## START Data for the task
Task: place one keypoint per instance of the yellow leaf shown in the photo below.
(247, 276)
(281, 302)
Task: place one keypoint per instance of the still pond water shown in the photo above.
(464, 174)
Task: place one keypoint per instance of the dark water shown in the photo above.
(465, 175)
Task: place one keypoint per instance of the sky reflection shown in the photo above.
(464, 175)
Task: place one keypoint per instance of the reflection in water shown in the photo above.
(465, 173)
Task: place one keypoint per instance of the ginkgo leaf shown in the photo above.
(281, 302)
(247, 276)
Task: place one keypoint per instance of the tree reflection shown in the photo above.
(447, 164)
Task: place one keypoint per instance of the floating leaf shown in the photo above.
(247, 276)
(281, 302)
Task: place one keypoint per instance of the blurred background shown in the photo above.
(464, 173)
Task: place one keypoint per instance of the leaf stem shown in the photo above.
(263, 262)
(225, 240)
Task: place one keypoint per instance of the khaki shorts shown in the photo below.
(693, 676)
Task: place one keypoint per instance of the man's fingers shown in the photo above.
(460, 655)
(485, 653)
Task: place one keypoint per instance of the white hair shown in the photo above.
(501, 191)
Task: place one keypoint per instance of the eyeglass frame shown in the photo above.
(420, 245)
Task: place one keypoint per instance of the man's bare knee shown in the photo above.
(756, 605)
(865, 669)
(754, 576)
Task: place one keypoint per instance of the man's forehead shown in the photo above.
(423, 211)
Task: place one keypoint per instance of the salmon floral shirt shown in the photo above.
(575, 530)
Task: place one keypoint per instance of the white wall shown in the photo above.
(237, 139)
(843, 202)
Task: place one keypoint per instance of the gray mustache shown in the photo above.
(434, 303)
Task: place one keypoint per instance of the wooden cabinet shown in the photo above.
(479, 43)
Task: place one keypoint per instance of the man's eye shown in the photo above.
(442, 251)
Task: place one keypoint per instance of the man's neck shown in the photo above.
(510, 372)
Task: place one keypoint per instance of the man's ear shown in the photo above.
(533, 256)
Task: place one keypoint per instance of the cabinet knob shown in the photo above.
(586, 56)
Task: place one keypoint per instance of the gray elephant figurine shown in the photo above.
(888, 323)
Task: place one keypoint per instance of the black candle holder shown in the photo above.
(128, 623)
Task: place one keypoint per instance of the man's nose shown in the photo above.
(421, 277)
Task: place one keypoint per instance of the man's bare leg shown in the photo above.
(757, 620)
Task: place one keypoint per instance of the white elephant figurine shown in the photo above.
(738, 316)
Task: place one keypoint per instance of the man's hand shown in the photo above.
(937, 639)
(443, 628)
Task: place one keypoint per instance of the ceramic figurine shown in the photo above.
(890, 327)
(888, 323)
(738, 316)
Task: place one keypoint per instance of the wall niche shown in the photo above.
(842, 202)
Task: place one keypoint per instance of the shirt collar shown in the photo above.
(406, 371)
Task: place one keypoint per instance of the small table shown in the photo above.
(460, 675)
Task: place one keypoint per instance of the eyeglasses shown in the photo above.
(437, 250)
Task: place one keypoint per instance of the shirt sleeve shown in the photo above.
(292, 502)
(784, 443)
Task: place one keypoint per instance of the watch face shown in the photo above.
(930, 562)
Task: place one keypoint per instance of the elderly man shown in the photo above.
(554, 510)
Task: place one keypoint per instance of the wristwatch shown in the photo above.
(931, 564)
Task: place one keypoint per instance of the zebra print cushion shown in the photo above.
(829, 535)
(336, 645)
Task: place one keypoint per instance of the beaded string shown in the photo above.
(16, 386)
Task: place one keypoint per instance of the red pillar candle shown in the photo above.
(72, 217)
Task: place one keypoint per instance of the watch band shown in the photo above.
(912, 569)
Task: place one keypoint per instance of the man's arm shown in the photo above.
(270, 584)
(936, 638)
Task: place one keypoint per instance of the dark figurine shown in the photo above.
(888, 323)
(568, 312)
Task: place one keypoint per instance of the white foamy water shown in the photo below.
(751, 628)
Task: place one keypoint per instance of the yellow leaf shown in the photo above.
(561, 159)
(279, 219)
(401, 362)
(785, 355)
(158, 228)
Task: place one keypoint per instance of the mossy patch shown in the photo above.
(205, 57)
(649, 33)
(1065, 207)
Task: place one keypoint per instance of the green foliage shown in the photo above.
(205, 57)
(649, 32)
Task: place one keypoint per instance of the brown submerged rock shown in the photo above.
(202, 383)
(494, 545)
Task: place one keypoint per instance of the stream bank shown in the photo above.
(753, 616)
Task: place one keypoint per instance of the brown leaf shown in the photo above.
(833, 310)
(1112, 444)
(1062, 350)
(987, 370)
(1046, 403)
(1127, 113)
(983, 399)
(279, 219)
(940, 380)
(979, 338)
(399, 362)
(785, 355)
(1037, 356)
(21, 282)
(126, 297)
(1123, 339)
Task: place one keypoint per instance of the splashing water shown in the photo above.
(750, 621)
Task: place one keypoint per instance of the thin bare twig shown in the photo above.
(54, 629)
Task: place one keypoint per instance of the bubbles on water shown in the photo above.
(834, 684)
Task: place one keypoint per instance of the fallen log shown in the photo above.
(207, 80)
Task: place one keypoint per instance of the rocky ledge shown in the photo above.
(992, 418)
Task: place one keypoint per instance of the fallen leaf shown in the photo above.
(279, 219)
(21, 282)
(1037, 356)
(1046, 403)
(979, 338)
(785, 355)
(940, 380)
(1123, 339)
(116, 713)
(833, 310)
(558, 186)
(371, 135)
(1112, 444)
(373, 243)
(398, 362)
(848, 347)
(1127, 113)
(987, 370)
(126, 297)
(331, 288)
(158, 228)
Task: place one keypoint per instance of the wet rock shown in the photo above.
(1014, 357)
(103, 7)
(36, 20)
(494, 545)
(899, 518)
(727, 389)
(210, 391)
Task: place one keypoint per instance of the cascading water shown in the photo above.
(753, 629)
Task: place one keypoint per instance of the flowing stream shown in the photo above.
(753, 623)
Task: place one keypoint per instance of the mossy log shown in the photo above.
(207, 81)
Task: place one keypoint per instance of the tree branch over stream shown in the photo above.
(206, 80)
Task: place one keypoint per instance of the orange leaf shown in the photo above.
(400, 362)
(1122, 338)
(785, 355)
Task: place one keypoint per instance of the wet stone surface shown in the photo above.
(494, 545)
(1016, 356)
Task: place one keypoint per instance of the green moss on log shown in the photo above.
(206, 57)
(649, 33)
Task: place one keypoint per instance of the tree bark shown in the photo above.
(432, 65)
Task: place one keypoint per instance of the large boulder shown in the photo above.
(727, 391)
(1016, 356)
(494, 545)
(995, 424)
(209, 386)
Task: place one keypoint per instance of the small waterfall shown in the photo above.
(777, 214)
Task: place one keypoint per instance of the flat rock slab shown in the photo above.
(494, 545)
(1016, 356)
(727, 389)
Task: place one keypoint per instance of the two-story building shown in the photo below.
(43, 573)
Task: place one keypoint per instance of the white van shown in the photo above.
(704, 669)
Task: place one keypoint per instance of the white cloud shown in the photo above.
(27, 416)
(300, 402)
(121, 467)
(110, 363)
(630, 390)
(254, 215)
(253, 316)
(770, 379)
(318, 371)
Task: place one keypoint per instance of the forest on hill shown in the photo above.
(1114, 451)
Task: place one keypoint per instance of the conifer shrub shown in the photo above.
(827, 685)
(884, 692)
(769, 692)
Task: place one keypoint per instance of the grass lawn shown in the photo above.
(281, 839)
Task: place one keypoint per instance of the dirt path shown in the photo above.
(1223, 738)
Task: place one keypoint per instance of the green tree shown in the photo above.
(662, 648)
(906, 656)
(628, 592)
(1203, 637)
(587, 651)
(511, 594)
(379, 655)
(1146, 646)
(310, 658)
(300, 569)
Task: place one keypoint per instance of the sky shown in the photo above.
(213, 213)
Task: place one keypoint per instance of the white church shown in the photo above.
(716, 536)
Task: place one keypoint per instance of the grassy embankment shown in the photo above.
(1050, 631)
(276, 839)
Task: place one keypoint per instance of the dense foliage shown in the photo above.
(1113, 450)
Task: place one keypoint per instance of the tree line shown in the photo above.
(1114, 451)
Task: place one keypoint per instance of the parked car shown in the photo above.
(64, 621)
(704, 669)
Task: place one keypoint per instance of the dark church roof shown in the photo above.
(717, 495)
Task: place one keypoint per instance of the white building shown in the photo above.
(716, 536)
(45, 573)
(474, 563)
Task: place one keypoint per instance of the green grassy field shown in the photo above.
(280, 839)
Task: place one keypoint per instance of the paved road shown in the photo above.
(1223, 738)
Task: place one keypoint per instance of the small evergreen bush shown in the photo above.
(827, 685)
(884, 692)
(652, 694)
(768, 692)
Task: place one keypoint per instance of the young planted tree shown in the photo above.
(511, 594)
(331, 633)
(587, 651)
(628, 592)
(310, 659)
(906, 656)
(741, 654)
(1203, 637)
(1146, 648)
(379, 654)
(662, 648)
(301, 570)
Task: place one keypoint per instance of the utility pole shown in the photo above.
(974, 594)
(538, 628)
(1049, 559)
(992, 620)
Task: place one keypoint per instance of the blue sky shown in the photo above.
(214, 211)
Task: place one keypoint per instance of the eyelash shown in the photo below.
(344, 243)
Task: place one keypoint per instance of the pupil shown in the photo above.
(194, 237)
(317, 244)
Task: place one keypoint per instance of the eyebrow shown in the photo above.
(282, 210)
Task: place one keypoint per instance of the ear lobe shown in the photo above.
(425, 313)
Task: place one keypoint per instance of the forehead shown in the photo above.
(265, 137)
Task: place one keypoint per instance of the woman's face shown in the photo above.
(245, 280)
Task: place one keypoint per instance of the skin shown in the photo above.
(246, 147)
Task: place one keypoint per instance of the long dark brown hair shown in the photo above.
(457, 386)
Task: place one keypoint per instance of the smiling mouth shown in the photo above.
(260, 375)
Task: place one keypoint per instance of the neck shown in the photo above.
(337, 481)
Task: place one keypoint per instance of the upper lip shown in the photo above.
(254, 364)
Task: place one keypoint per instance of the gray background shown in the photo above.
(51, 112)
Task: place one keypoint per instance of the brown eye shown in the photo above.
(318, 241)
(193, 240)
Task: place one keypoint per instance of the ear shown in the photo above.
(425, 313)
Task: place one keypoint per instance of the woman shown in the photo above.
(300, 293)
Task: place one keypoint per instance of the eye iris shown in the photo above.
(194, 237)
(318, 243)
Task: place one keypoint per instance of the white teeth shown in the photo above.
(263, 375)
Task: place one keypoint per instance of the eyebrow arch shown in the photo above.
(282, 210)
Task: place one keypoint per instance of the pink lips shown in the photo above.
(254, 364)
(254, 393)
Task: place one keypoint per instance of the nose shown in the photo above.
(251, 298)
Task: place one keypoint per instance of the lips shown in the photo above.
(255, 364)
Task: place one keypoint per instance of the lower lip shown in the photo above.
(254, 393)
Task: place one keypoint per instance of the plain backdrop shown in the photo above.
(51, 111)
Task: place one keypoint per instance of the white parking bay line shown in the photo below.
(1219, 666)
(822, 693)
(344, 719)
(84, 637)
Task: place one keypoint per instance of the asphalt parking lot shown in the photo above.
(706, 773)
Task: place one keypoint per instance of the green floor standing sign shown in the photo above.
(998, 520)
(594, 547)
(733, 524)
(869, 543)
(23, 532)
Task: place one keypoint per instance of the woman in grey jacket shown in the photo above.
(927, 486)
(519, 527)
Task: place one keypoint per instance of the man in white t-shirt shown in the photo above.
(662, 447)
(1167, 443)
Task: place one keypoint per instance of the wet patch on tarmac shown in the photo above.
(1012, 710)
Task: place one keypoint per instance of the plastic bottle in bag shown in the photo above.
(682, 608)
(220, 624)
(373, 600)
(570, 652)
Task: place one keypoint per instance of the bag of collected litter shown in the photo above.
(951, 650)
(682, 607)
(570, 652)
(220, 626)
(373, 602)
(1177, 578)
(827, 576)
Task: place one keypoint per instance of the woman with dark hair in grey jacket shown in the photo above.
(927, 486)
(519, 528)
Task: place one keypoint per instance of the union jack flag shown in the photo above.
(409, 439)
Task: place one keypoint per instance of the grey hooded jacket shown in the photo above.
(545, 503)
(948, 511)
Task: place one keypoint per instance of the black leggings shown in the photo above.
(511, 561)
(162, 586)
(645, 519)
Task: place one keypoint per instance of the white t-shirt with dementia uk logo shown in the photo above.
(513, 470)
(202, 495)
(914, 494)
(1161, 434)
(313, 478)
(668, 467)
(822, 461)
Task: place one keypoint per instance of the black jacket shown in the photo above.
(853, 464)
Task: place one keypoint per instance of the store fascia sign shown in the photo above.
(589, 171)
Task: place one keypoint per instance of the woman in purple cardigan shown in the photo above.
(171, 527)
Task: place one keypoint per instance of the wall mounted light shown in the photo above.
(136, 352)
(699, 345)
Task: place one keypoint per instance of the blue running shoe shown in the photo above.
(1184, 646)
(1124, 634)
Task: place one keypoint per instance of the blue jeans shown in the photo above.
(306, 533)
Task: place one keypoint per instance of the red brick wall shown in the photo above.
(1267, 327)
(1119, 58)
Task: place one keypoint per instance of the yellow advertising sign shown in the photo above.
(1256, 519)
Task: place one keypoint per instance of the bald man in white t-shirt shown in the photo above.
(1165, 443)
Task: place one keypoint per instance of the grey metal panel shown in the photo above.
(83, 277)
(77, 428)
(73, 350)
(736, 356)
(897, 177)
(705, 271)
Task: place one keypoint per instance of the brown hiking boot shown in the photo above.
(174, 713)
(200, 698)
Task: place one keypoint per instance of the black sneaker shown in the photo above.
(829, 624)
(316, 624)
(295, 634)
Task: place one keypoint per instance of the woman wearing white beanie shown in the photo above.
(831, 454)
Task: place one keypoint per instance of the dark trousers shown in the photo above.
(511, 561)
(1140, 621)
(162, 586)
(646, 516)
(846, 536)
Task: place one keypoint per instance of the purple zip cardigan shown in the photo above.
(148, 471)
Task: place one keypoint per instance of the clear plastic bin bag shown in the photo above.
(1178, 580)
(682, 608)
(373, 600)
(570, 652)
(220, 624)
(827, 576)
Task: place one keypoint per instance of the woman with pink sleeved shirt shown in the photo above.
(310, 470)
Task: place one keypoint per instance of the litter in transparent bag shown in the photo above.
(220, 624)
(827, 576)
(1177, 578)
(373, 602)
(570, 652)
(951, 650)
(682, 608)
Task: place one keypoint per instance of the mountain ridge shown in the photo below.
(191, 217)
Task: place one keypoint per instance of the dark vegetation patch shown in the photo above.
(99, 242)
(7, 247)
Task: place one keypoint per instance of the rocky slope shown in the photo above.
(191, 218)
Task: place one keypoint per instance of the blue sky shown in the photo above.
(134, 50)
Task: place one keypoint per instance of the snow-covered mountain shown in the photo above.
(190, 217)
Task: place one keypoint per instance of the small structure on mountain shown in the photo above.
## END Data for the task
* _Task description_
The line containing "Task: place one keypoint per instance of the woman with pink" and every line after it, through the end of the records, should be repeated exactly and alone.

* _Solved exercise_
Task: place one keypoint per instance of the woman with pink sleeved shirt shown in the photo above.
(310, 470)
Task: place one keypoint per instance of the litter in transparent bag shown in the photo above.
(220, 624)
(827, 576)
(1177, 578)
(373, 602)
(570, 652)
(951, 650)
(682, 608)
Task: place one keypoint per instance of the mountain ridge shown in the photo below.
(191, 217)
Task: place one keypoint per instance of the dark vegetation patch shown in the photo above.
(99, 242)
(7, 247)
Task: place one keypoint per instance of the rocky slope shown in the photo above.
(191, 218)
Task: place one keypoint per instance of the blue sky shown in the photo above.
(134, 50)
Task: place one keypoint per instance of the snow-covered mountain shown in the photo above.
(190, 217)
Task: place one keypoint per instance of the small structure on mountain shown in the photo above.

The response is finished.